Gather every line below that contains the word "blurred" and copy each one unchanged.

Given entries »
-*-
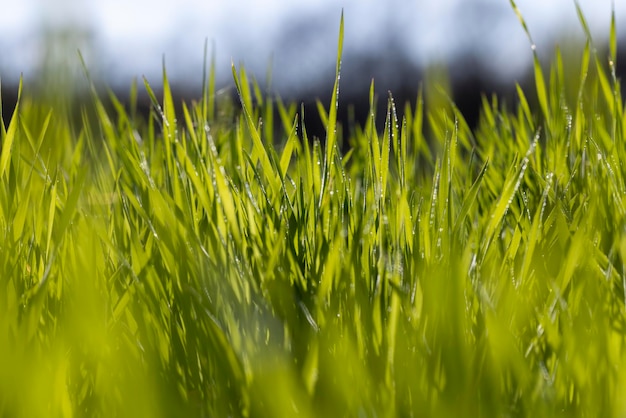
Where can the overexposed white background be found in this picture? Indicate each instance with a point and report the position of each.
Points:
(123, 39)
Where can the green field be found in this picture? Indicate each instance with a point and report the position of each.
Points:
(213, 260)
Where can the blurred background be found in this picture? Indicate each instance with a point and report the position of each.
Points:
(479, 43)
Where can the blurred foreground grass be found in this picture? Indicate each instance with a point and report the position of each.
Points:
(189, 265)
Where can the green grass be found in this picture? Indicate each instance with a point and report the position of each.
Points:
(197, 264)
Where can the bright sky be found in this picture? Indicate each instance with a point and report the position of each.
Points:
(129, 38)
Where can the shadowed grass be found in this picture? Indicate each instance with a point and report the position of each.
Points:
(179, 266)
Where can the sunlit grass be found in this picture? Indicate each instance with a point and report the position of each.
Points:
(189, 265)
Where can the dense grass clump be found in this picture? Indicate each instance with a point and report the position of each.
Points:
(198, 265)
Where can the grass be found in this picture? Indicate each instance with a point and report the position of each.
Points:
(197, 264)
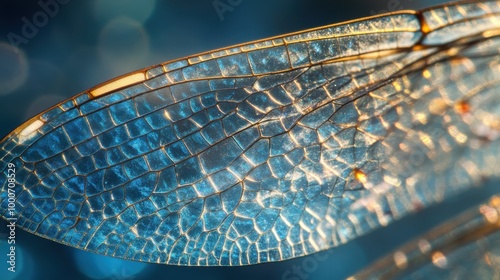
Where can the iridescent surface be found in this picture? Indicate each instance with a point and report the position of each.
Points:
(269, 151)
(465, 247)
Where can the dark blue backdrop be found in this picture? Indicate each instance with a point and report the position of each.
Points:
(83, 43)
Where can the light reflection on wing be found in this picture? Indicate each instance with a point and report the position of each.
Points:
(465, 247)
(270, 150)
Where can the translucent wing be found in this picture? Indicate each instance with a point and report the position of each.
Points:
(466, 247)
(269, 150)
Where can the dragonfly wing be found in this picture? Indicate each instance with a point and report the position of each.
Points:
(266, 151)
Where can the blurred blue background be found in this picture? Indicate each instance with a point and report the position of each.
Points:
(73, 45)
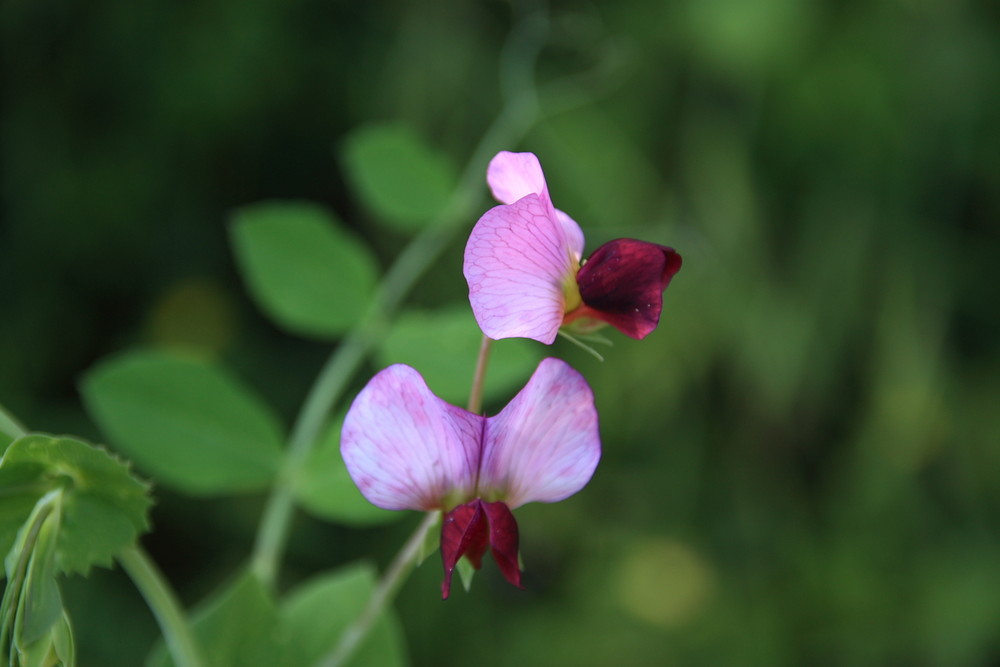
-*-
Response to the task »
Where can the blurred background be found in this picture? Indicate each instance with a point and report the position of each.
Where can the blurred foreground grass be found in this picture? Indicate each instance with a point and report the position of each.
Where can the blurred blue background be found in this picture? Indicate each instance with a point and report the position of each.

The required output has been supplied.